(The problem):
Turn the stretch of data below from the line containing "Q: Can you identify the crumbled" through the line containing "[189, 241, 209, 262]" into a numbered list, one line per item, with any blank lines omitted. Include both end lines and nothing outside that stretch.

Photo labels with bounding boxes
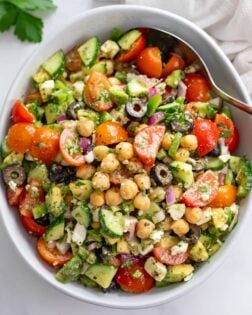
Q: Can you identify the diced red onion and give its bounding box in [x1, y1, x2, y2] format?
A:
[80, 138, 91, 153]
[148, 112, 164, 125]
[165, 188, 176, 206]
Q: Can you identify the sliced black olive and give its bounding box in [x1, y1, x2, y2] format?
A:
[150, 163, 172, 186]
[126, 98, 147, 118]
[171, 113, 193, 133]
[180, 224, 201, 245]
[66, 102, 84, 120]
[49, 163, 76, 184]
[3, 164, 26, 186]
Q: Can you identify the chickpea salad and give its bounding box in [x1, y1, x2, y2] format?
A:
[1, 29, 252, 293]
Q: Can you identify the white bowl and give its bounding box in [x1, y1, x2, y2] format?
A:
[0, 5, 252, 308]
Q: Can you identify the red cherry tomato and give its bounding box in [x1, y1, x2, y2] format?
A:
[182, 170, 219, 207]
[153, 247, 188, 265]
[118, 35, 146, 62]
[134, 125, 165, 167]
[193, 118, 219, 156]
[116, 259, 155, 293]
[137, 47, 162, 78]
[11, 100, 36, 123]
[184, 73, 211, 102]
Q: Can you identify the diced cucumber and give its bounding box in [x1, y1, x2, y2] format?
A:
[85, 264, 117, 289]
[72, 202, 91, 228]
[206, 158, 225, 171]
[100, 209, 123, 238]
[45, 218, 65, 242]
[78, 37, 100, 67]
[117, 30, 142, 50]
[42, 50, 65, 79]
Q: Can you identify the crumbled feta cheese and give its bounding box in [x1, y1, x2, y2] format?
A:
[101, 39, 120, 59]
[171, 241, 188, 256]
[168, 203, 186, 220]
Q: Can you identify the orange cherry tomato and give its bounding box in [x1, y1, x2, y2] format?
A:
[210, 185, 237, 208]
[30, 126, 59, 163]
[7, 122, 36, 153]
[162, 54, 185, 77]
[118, 35, 146, 62]
[11, 100, 36, 123]
[96, 121, 129, 145]
[137, 47, 162, 78]
[37, 237, 73, 266]
[84, 71, 113, 112]
[60, 129, 85, 166]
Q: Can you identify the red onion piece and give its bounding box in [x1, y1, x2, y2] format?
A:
[148, 112, 164, 125]
[165, 188, 176, 206]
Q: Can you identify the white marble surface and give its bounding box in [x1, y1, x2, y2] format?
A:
[0, 0, 252, 315]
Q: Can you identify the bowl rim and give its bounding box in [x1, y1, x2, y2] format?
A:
[0, 4, 250, 309]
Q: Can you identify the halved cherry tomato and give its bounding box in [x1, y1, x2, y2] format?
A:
[210, 185, 237, 208]
[115, 259, 155, 293]
[30, 126, 59, 163]
[7, 123, 36, 153]
[134, 125, 165, 167]
[60, 129, 85, 166]
[66, 46, 82, 72]
[84, 71, 113, 112]
[162, 54, 185, 77]
[184, 73, 211, 102]
[37, 237, 73, 266]
[193, 118, 219, 156]
[11, 100, 36, 123]
[96, 121, 129, 145]
[6, 186, 25, 206]
[118, 35, 146, 62]
[153, 247, 188, 266]
[21, 215, 47, 236]
[182, 170, 219, 207]
[137, 47, 162, 78]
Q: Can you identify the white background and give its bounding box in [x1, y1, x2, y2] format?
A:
[0, 0, 252, 315]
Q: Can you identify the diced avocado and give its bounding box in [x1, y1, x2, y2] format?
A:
[85, 264, 117, 289]
[169, 161, 194, 189]
[55, 256, 83, 283]
[69, 179, 93, 200]
[46, 186, 66, 217]
[165, 70, 184, 89]
[117, 29, 142, 50]
[126, 78, 149, 97]
[109, 85, 129, 105]
[72, 202, 91, 228]
[45, 218, 65, 242]
[27, 163, 50, 191]
[32, 202, 48, 219]
[189, 241, 209, 262]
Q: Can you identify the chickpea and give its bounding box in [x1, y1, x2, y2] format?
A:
[171, 219, 190, 236]
[133, 193, 151, 211]
[105, 187, 123, 206]
[185, 207, 202, 224]
[134, 174, 151, 190]
[76, 117, 95, 137]
[161, 132, 172, 150]
[180, 135, 198, 151]
[149, 186, 165, 202]
[120, 179, 138, 200]
[90, 191, 105, 207]
[76, 164, 95, 179]
[101, 153, 120, 173]
[136, 219, 155, 239]
[174, 148, 190, 162]
[116, 142, 134, 161]
[93, 145, 109, 161]
[92, 172, 110, 191]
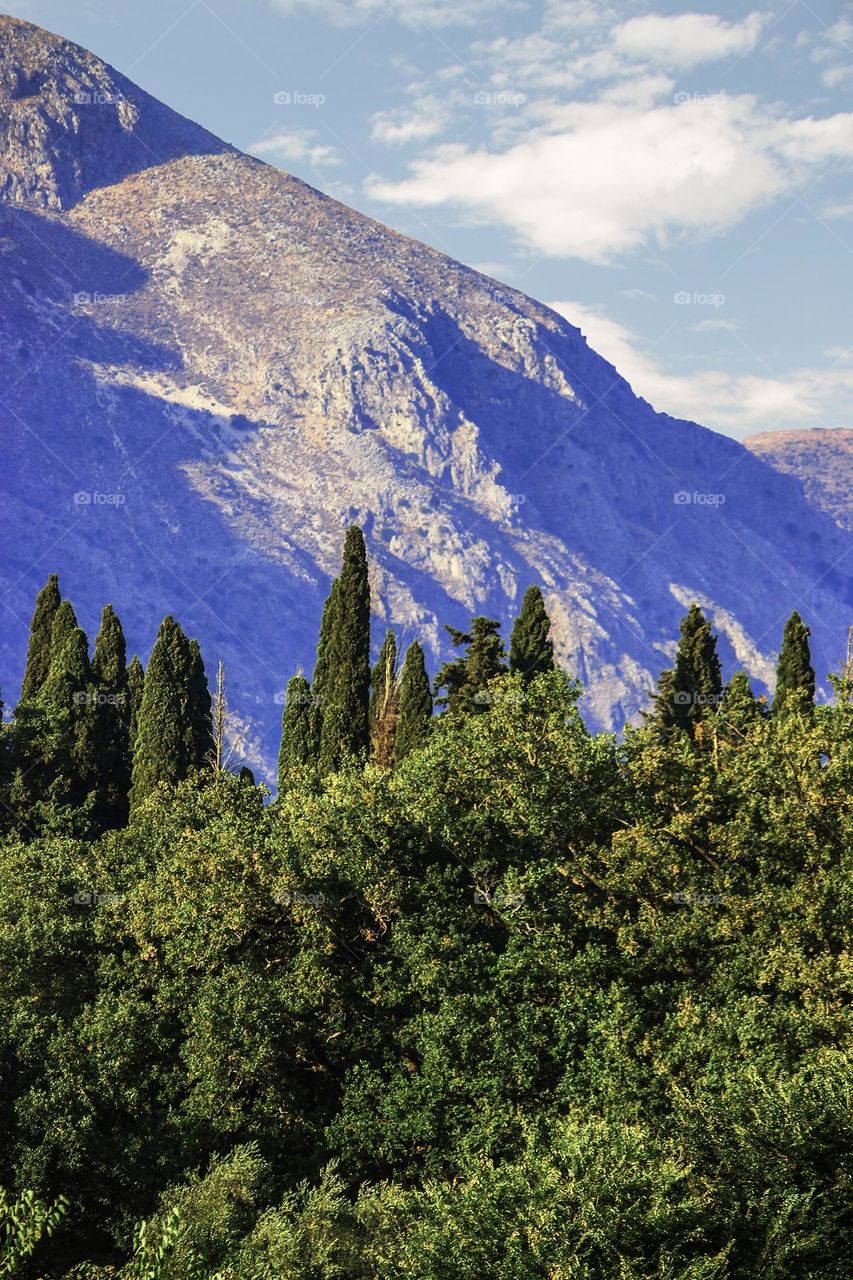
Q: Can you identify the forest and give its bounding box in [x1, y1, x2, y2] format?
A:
[0, 526, 853, 1280]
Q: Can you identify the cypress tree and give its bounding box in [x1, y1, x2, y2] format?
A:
[652, 604, 722, 737]
[394, 640, 433, 762]
[126, 654, 145, 755]
[314, 525, 370, 772]
[510, 586, 555, 685]
[278, 675, 320, 790]
[190, 640, 214, 769]
[774, 609, 815, 713]
[435, 617, 506, 716]
[370, 631, 400, 769]
[92, 604, 131, 828]
[131, 617, 199, 812]
[20, 573, 61, 703]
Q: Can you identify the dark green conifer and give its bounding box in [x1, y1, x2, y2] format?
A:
[20, 573, 61, 703]
[510, 586, 555, 685]
[370, 631, 400, 769]
[314, 525, 370, 773]
[435, 617, 506, 716]
[131, 617, 199, 812]
[774, 611, 815, 713]
[278, 675, 320, 788]
[127, 654, 145, 755]
[394, 640, 433, 762]
[92, 604, 131, 829]
[190, 640, 214, 769]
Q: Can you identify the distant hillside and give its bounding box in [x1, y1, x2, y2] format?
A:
[743, 428, 853, 530]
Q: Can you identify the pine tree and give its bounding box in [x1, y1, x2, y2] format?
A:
[20, 573, 61, 703]
[131, 617, 200, 812]
[774, 611, 815, 713]
[314, 525, 370, 773]
[126, 654, 145, 756]
[651, 604, 722, 737]
[435, 617, 506, 716]
[278, 675, 320, 788]
[190, 640, 214, 769]
[394, 640, 433, 763]
[510, 586, 555, 685]
[92, 604, 131, 829]
[370, 631, 400, 769]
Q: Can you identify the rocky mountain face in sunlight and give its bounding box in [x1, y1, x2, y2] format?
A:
[743, 426, 853, 532]
[0, 18, 853, 778]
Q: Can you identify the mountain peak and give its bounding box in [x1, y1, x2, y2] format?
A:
[0, 14, 228, 209]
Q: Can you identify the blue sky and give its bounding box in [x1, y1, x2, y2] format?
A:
[8, 0, 853, 438]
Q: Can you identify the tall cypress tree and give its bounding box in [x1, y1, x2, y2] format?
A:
[435, 617, 506, 716]
[278, 675, 320, 790]
[92, 604, 131, 828]
[394, 640, 433, 762]
[774, 609, 815, 713]
[190, 640, 214, 769]
[127, 654, 145, 755]
[370, 631, 400, 769]
[315, 525, 370, 772]
[510, 586, 553, 685]
[652, 604, 722, 736]
[20, 573, 61, 703]
[131, 617, 199, 812]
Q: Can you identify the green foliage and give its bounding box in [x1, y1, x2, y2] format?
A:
[774, 611, 815, 713]
[394, 640, 433, 763]
[510, 586, 555, 682]
[434, 617, 506, 716]
[20, 573, 61, 703]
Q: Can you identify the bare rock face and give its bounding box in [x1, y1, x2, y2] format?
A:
[743, 428, 853, 532]
[0, 17, 225, 209]
[0, 19, 853, 764]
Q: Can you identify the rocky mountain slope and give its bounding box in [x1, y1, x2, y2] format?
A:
[0, 18, 853, 778]
[743, 428, 853, 532]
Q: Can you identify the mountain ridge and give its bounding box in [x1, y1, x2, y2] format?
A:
[0, 19, 853, 764]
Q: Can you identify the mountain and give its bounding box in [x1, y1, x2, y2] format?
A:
[743, 426, 853, 532]
[0, 18, 853, 778]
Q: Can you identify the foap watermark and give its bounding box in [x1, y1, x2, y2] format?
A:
[74, 489, 127, 507]
[74, 289, 128, 307]
[672, 489, 726, 507]
[273, 890, 325, 906]
[273, 88, 325, 108]
[672, 890, 726, 906]
[672, 289, 726, 307]
[474, 88, 528, 106]
[72, 689, 124, 707]
[74, 88, 127, 106]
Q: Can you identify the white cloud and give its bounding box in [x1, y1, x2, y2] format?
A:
[370, 95, 450, 146]
[272, 0, 514, 28]
[548, 302, 853, 434]
[368, 95, 853, 262]
[611, 13, 768, 69]
[248, 129, 342, 169]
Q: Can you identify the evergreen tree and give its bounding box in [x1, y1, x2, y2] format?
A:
[394, 640, 433, 762]
[314, 525, 370, 772]
[435, 617, 506, 716]
[278, 675, 320, 788]
[190, 640, 214, 769]
[92, 604, 131, 829]
[652, 604, 722, 737]
[20, 573, 61, 703]
[774, 611, 815, 713]
[126, 654, 145, 755]
[510, 586, 555, 685]
[370, 631, 400, 769]
[131, 617, 201, 810]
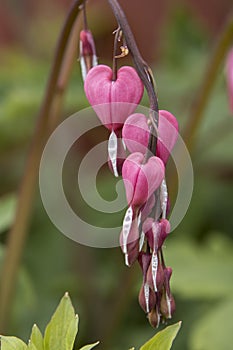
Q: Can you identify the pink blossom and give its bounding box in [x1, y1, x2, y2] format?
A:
[122, 110, 178, 164]
[84, 65, 144, 130]
[122, 152, 164, 207]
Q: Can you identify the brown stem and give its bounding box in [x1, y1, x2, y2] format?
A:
[0, 0, 84, 332]
[108, 0, 159, 154]
[183, 13, 233, 151]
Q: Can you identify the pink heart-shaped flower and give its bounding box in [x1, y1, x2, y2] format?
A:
[122, 152, 164, 207]
[122, 110, 178, 164]
[84, 65, 144, 130]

(Response below):
1. Q: Can you identify the crumbled feta cheese and give its bounding box in [x1, y1, x2, y2] format?
2. A:
3. [101, 39, 120, 59]
4. [171, 241, 188, 256]
5. [168, 203, 186, 220]
6. Q: Can you identify the orange cherry tomato and give its bounding box in [x1, y1, x2, y2] format?
7. A:
8. [210, 185, 237, 208]
9. [30, 126, 59, 163]
10. [7, 122, 36, 153]
11. [162, 54, 185, 77]
12. [118, 35, 146, 62]
13. [11, 100, 36, 123]
14. [96, 121, 129, 145]
15. [137, 47, 162, 78]
16. [37, 237, 73, 266]
17. [84, 71, 113, 112]
18. [60, 129, 85, 166]
19. Q: Can you identify the red onion piece and give its bounding box in [x1, y1, x2, y2] format?
20. A:
21. [148, 112, 164, 125]
22. [165, 188, 176, 206]
23. Q: Can you identify the white marble surface and give its bounding box in [x1, y1, x2, y2] format?
24. A:
25. [0, 0, 252, 315]
26. Q: Can you identify the bowl rim and give its bounding box in [x1, y1, x2, y2] format?
27. A:
28. [0, 4, 250, 309]
29. Q: Can you identify the halved cherry tomato and give its bounding box in [x1, y1, x2, y2] format?
30. A:
31. [210, 185, 237, 208]
32. [115, 259, 155, 293]
33. [30, 126, 59, 163]
34. [7, 123, 36, 153]
35. [134, 125, 165, 167]
36. [60, 129, 85, 166]
37. [66, 46, 82, 72]
38. [84, 71, 113, 112]
39. [162, 54, 185, 77]
40. [184, 73, 211, 102]
41. [37, 237, 73, 266]
42. [193, 118, 219, 156]
43. [11, 100, 36, 123]
44. [96, 121, 129, 145]
45. [6, 186, 25, 206]
46. [118, 35, 146, 62]
47. [153, 247, 188, 266]
48. [21, 215, 47, 236]
49. [182, 170, 219, 207]
50. [137, 47, 162, 78]
51. Q: Can you identify the white background and give its bounding box in [x1, y1, x2, y2] format?
52. A:
53. [0, 0, 252, 315]
54. Q: Can you identify the diced avocado and give its bounding box in [x1, y1, x2, y2] format?
55. A:
56. [85, 264, 117, 289]
57. [169, 161, 194, 189]
58. [55, 256, 83, 283]
59. [69, 179, 93, 200]
60. [46, 186, 66, 217]
61. [165, 70, 184, 89]
62. [117, 29, 142, 50]
63. [126, 78, 149, 97]
64. [109, 85, 129, 105]
65. [72, 202, 91, 228]
66. [45, 218, 65, 242]
67. [27, 163, 50, 191]
68. [32, 202, 48, 219]
69. [189, 241, 209, 262]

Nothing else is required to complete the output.